Можешь дословно процитировать фрагмент текста о византийском художественном творчестве, который начинается со слов, содержащих «Несмотря на колоссальное», и заканчивается словами «которой принадлежал художник.»?

*Текст*
-------------------------

Два рассказа — два мира. Византийское художественное творчество (если рассматривать его в самом общем виде) обладало определенными особенностями, отличавшим его от эстетики западноевропейского Средневековья, — особенностями, которые, по всей видимости, были связаны с социальным и политическим укладом Империи ромеев. Все это так, но было бы ошибкой на этом основании полагать, будто византийское художественное творчество складывалось как абсолютно единообразное, будто стереотипичность мышления и эстетического идеала окончательно подавляла авторскую индивидуальность. Спору нет, традиционность составляла одну из существеннейших черт мировоззрения ромеев. Уверенные в своем избранничестве, гордые своим прошлым, убежденные в том, что искусство предназначено к познанию высших, неподвижных, абсолютных сущностей, ромеи сознательно ориентировались на повторение образцов. Но художественное творчество, выражая господствовавшие в обществе воззрения, не могло по самой своей природе ограничиться только этим.
Несмотря на колоссальное влияние Константинополя, во многом определявшего художественные вкусы всего государства, в провинции создавались свои направления и школы, формировались собственные, локальные традиции. Разные общественные группировки, обладавшие собственным мировоззрением, естественно, находили для его воплощения особые художественные формы. Наконец, в художественном творчестве неминуемо должна была отразиться авторская личность, авторская индивидуальность, тесно связанная, разумеется, с идеологией той социальной группировки, к которой принадлежал художник.

-------------------------

*Записи*
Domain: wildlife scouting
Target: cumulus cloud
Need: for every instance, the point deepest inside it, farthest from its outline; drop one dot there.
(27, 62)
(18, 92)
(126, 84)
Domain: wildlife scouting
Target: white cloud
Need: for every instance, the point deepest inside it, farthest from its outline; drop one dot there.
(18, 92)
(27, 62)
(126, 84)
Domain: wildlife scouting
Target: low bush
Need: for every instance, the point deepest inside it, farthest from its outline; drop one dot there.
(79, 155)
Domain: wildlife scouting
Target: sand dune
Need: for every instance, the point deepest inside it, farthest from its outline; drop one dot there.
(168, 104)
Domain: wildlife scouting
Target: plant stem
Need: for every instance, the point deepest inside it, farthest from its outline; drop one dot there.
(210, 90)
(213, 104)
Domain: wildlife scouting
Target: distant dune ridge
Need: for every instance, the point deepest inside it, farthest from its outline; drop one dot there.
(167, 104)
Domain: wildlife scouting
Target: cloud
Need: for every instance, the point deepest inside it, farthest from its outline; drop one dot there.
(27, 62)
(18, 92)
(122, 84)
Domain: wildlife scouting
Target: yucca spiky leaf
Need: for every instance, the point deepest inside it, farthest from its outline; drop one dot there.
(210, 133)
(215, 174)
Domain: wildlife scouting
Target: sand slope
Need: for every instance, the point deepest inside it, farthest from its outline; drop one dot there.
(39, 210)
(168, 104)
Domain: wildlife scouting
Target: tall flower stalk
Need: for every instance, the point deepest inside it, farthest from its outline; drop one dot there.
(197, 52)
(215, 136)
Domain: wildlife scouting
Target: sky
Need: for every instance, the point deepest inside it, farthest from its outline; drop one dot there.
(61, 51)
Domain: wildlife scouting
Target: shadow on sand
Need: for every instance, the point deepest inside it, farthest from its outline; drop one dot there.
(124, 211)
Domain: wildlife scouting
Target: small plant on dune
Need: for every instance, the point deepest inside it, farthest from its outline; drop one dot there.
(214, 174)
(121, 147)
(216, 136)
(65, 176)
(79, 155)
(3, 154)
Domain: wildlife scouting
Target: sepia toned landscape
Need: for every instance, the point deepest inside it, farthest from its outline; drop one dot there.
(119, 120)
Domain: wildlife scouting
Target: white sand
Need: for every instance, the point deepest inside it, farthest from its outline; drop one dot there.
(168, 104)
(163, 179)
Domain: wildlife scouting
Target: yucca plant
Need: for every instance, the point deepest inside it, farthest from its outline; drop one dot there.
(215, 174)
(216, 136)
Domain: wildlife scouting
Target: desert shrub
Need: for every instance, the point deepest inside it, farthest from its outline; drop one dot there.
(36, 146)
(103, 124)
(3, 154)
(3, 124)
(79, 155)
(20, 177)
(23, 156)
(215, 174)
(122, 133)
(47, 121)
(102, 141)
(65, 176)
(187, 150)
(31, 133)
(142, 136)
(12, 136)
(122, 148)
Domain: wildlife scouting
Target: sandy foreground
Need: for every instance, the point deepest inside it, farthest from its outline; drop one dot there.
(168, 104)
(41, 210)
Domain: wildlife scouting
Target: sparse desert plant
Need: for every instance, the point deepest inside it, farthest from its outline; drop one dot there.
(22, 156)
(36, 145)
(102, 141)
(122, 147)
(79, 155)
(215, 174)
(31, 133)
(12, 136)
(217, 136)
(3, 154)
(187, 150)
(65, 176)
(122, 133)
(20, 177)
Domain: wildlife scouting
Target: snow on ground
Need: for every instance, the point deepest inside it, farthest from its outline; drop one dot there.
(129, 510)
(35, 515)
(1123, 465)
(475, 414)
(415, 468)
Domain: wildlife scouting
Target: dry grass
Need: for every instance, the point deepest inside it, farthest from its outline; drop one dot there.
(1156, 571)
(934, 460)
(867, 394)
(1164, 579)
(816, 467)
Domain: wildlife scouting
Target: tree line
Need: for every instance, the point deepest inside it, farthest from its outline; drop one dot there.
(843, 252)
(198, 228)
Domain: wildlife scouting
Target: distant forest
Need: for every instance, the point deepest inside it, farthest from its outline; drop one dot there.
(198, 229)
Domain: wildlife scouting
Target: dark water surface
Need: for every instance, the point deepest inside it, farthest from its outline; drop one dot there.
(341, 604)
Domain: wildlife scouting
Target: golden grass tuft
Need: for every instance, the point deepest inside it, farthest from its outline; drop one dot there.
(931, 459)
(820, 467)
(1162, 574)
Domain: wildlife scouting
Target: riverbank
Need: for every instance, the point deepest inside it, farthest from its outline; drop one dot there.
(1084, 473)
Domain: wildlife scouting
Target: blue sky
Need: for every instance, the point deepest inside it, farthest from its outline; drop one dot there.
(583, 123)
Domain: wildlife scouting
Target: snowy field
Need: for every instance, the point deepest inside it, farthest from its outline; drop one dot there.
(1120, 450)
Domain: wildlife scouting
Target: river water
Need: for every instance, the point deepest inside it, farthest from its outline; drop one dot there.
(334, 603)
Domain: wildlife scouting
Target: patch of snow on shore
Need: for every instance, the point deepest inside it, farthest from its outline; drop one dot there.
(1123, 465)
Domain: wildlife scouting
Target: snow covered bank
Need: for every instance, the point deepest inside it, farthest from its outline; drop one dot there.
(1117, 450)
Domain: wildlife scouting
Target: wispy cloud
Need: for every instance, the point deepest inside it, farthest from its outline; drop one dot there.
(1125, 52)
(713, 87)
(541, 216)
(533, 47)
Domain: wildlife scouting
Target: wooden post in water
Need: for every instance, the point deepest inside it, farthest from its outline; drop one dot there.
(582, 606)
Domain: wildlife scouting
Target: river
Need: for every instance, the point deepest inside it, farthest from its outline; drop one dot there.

-------------------------

*Ответ*
Несмотря на колоссальное влияние Константинополя, во многом определявшего художественные вкусы всего государства, в провинции создавались свои направления и школы, формировались собственные, локальные традиции. Разные общественные группировки, обладавшие собственным мировоззрением, естественно, находили для его воплощения особые художественные формы. Наконец, в художественном творчестве неминуемо должна была отразиться авторская личность, авторская индивидуальность, тесно связанная, разумеется, с идеологией той социальной группировки, к которой принадлежал художник.